- [TRECHO DO DOCUMENTO]:
::::::::::
Sem meias palavras, o Brasil faz reativar com vigor seu pleito recorrente de política externa, para conquistar assento como membro permanente no Conselho de Segurança das Nações Unidas. O que antes era insinuado na proposta de reforma da Carta de São Francisco agora é assumido e verbalizado sem cerimônia, com apoio crescente da comunidade internacional.
A ONU, ao contrário do que dizem seus detratores, sempre se fortalece após as crises, consolidada como fórum único para a busca de um mundo menos violento e mais seguro. As recorrentes críticas que recebe decorrem de expectativas ingênuas acerca do que é o multilateralismo de conflito a que estamos todos condenados. E, se a ONU é importante, o Conselho de Segurança é seu disco rígido, bojo das grandes decisões mundiais. Os membros efetivos Estados Unidos, Reino Unido, França, Rússia e China podem, como rara exceção ao princípio da igualdade das nações, bloquear por veto qualquer decisão, ainda que adotada por unanimidade de todos os demais países. O Conselho de Segurança possui ainda membros transitórios que, embora possam votar, não podem vetar, portanto grupo de poder aparente, o que explica o reiterado empenho do Itamaraty no assento permanente. No atual contexto, inclusive, assento rotativo seria para o Brasil uma capitis diminutio maxima.
Não se trata de pretensão nova do Brasil. Já na fundação da ONU, conforme relatório do embaixador Pedro Leitão Velloso, o país pleiteava o mesmo tratamento que se concedia à França, a assinalar "a decepção que a exclusão brasileira poderia significar junto à opinião pública". No entanto, à época a capacidade nuclear era fator primordial e o Brasil não pertencia ao clube atômico.
::::::::::
Itens do conjunto de dados:

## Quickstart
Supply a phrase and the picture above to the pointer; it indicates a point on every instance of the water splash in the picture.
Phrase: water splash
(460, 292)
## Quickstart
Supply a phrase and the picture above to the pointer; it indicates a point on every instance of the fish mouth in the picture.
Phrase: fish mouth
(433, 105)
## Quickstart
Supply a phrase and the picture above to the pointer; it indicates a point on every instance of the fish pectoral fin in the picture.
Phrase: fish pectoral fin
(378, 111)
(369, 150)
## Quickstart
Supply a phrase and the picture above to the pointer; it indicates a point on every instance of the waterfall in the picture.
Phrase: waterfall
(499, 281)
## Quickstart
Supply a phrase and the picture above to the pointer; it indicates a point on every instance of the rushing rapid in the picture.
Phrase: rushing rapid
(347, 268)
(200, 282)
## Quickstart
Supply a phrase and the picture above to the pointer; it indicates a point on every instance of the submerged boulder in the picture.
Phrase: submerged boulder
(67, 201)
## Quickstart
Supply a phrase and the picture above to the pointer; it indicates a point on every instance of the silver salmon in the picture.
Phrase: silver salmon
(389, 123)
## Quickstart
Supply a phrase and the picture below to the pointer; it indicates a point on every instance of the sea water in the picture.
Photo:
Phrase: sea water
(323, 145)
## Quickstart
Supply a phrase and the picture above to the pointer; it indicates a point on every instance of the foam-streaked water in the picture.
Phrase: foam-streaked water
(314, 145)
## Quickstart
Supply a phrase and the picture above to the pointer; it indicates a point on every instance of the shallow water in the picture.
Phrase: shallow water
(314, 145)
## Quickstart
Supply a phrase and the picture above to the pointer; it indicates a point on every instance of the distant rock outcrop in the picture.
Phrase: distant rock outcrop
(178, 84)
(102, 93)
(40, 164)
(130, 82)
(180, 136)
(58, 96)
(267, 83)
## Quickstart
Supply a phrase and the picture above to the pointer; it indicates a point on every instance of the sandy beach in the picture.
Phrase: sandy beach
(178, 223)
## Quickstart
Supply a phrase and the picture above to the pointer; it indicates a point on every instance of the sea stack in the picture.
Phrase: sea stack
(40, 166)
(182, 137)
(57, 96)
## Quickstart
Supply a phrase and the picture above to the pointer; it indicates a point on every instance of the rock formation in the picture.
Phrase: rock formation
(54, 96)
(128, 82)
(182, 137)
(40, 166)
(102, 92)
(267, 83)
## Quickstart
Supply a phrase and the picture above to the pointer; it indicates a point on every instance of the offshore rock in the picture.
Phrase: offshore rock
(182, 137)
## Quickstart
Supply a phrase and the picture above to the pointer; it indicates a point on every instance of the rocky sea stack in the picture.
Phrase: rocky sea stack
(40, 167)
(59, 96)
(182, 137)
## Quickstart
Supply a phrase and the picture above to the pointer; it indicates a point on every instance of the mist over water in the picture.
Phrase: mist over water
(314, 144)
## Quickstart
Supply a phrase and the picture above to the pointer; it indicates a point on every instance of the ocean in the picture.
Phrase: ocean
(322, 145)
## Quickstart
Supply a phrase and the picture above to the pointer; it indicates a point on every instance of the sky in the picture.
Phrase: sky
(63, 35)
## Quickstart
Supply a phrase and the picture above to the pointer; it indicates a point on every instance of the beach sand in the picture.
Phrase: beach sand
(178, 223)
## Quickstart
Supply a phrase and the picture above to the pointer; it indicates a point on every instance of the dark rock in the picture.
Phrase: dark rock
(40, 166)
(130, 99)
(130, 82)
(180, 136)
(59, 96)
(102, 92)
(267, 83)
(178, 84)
::::::::::
- [PEDIDO ESCRITO 1]:
Reproduza fielmente a passagem do texto sobre o pleito brasileiro no Conselho de Segurança que começa em "Sem meias palavras, o" e termina em "da comunidade internacional.".
- [PEDIDO ESCRITO 2]:
Traduza para o inglês esta frase do texto sobre o pleito brasileiro no Conselho de Segurança: "E, se a ONU é importante, o Conselho de Segurança é seu disco rígido, bojo das grandes decisões mundiais."
- [PEDIDO ESCRITO 3]:
Escreva a continuação do texto sobre o pleito brasileiro no Conselho de Segurança, partindo da última frase apresentada.

- [RESPOSTA 1]:
Sem meias palavras, o Brasil faz reativar com vigor seu pleito recorrente de política externa, para conquistar assento como membro permanente no Conselho de Segurança das Nações Unidas. O que antes era insinuado na proposta de reforma da Carta de São Francisco agora é assumido e verbalizado sem cerimônia, com apoio crescente da comunidade internacional.

- [RESPOSTA 2]:
And if the UN is important, the Security Council is its hard drive, the core of the world's major decisions.

- [RESPOSTA 3]:
Apesar disso, claramente temos prestígio na casa e a primeira fala que se ouviu na Assembleia Geral, quando instalada em Nova York, em 1947, foi a de Oswaldo Aranha. Desde então, incumbe ao Brasil o discurso de abertura anual das sessões, tradição que nunca se alterou.
Em realidade distinta da que viu nascer a ONU, hoje as grandes decisões não devem ser tomadas à revelia de potências emergentes, o que implica inadiável aggiornamento de alguns mecanismos de poder. Em particular, com a adoção de medidas de maior representatividade e transparência, bem a propósito do espírito do tempo em que vivemos.
A possibilidade concreta da qual o Brasil dispõe, de ascender ao grupo do poder de veto, além do caráter simbológico, representa patamar de poder real inigualável, não isento de responsabilidades e de desafios. No plano de encargos, devemos estar atentos aos gastos que virão, em especial no que se refere à participação em missões de paz, como no Haiti e no Líbano. Porém, as vantagens materiais são bem maiores, com o prestígio prontamente transformado em dividendos. Algo indispensável para quem necessita aumentar o tamanho e a qualidade da economia, assolada pelo clamor de miséria de importante parcela de sua população, a par de contradições de um crescimento desarmônico e sincopado.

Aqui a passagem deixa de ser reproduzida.